» Source passage:
Figure 1. The Puri Lukisan Museum in Ubud, Bali. Photo credits: Pia Heckmann
The small island of Bali attracts many tourists over the whole year. But Bali is not only rich in dreamy beaches and beautiful temples. All around the paradise one can find exceptional Indonesian art. Ubud especially is full of a variety of museums and galleries – the Puri Lukisan Museum being one of these. The location of the museum galleries is as Balinese at it gets: the four traditionally built galleries surround a beautiful small park with ponds and palm trees, and Indonesian sculptures adorn little pavilions and flower arcs.
Since the 1920s many Western people have come to Bali – especially western artists searching for inspiration from traditional Balinese art. An exchange of material and style began. Among those foreign artists were Walter Spies from Germany, Miguel Covarrubias from Mexico, and Rudolf Bonnet from the Netherlands. The history of the museum is connected to this exchange. In 1936 the King of Ubud, Tjokorda Gde Agung Sukawati, and his brother, TjokordaGde Raka Sukawati, established the Pita Maha foundation together with Walter Spies and Rudolf Bonnet. Their goal was to promote and support Balinese Art. The Foundation later turned into the Ratna Wharta foundation, which initiated the Puri Lukisan Museum in 1954. Each one of the four galleries shows Balinese Art of a different category.

» List of tasks:
**a)** Render this sentence from the Puri Lukisan Museum passage in Spanish: "Their goal was to promote and support Balinese Art."
**b)** Retype the portion of the Puri Lukisan Museum passage starting with "Since the 1920s" and going on through "a different category.".
The records have no connection to the Puri Lukisan Museum passage.

» Dataset rows:
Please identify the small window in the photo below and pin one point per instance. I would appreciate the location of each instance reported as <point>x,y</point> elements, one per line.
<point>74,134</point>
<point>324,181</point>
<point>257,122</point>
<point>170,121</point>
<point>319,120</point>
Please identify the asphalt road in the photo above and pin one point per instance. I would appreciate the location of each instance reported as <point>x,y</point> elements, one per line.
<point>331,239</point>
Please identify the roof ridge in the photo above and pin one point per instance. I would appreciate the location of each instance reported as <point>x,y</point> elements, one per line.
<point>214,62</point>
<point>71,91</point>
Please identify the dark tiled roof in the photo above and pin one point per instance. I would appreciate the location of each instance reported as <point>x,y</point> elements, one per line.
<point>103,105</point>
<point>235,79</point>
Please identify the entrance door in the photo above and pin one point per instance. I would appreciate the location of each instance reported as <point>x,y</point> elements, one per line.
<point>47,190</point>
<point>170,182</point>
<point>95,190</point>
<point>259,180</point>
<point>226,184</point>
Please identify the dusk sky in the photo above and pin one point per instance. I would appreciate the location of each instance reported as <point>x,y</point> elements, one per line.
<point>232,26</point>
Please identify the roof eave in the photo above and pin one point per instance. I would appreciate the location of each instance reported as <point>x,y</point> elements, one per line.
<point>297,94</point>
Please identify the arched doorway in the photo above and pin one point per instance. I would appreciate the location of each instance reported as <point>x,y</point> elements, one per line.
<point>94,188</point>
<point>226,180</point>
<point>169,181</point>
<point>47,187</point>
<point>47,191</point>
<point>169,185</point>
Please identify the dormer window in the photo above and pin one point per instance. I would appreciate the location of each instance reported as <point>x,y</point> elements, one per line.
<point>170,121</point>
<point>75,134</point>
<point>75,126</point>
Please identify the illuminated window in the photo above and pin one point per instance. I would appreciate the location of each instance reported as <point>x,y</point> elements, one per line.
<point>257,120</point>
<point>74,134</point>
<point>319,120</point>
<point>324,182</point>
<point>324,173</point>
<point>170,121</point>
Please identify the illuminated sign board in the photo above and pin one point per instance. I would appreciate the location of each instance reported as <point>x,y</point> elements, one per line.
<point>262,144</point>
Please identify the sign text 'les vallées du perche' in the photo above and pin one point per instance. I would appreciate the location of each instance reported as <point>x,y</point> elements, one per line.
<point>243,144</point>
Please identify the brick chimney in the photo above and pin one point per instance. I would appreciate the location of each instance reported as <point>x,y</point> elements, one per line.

» Task answers:
**a)** Su objetivo era promover y apoyar el arte balinés.

**b)**
Since the 1920s many Western people have come to Bali – especially western artists searching for inspiration from traditional Balinese art. An exchange of material and style began. Among those foreign artists were Walter Spies from Germany, Miguel Covarrubias from Mexico, and Rudolf Bonnet from the Netherlands. The history of the museum is connected to this exchange. In 1936 the King of Ubud, Tjokorda Gde Agung Sukawati, and his brother, TjokordaGde Raka Sukawati, established the Pita Maha foundation together with Walter Spies and Rudolf Bonnet. Their goal was to promote and support Balinese Art. The Foundation later turned into the Ratna Wharta foundation, which initiated the Puri Lukisan Museum in 1954. Each one of the four galleries shows Balinese Art of a different category.